§ Problems to work on:
1. In the dead-letters page, what happens to a message's delivery row in Vulkan once the message exhausts its retries for a group?
2. Rewrite the dead-letters page between "Dead Letters &" and "get them back?", inclusive, changing "payload" to "message body".
** Opening Selected extract block **
Skip to content

Dead Letters & Recovery

Some messages will fail every retry. A malformed payload, a handler bug, a downstream API that 404s a deleted resource. The question that separates production-grade messaging from toys is: where do those messages go, and how do you get them back?

In Vulkan, after a message exhausts its retries for a group, its delivery row flips to dead — payload, attempt history, and final error intact, per consumer group, forever queryable. Nothing is discarded, nothing expires behind your back, and no separate “DLQ queue” needs provisioning per consumer.

-- What's dying, and why? Group by error to find the pattern.
SELECT d.last_error, count(*),
min(e.created_at) AS first_seen, max(e.created_at) AS last_seen
FROM vulkan.deliveries d
JOIN vulkan.events e ON e."offset" = d.event_offset
WHERE d.consumer_group = 'fraud-screening' AND d.status = 'dead'
GROUP BY 1 ORDER BY 2 DESC;
-- Inspect one casualty in full.
** Closing Selected extract block **
** Opening Data excerpts block **
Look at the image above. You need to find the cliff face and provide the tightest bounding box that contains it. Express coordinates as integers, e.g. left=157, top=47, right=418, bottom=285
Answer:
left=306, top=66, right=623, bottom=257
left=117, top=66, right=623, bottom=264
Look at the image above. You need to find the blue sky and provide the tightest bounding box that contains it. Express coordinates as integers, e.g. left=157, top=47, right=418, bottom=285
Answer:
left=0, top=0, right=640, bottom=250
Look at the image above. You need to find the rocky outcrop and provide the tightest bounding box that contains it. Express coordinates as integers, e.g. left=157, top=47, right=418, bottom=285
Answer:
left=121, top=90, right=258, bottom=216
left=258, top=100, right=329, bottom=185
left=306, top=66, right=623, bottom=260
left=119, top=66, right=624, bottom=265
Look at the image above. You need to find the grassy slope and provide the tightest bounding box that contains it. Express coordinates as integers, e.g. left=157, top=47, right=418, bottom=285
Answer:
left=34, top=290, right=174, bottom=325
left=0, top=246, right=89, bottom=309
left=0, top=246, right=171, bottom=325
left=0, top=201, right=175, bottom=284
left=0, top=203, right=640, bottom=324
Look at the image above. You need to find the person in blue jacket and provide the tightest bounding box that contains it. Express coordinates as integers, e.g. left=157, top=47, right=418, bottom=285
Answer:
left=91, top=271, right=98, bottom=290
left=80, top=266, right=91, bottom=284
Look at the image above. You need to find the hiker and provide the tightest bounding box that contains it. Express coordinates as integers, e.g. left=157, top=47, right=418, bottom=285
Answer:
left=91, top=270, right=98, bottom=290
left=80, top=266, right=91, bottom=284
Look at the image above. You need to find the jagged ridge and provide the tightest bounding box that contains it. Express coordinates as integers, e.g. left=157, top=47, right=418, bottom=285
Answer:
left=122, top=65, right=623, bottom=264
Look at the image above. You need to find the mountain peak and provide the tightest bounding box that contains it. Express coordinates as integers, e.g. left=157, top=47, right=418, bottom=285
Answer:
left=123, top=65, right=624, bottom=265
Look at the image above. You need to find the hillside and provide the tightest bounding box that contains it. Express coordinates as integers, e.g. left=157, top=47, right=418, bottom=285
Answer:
** Closing Data excerpts block **
§ Your responses:
1. It flips to dead, keeping its payload, attempt history, and final error intact.

2.
Dead Letters & Recovery

Some messages will fail every retry. A malformed message body, a handler bug, a downstream API that 404s a deleted resource. The question that separates production-grade messaging from toys is: where do those messages go, and how do you get them back?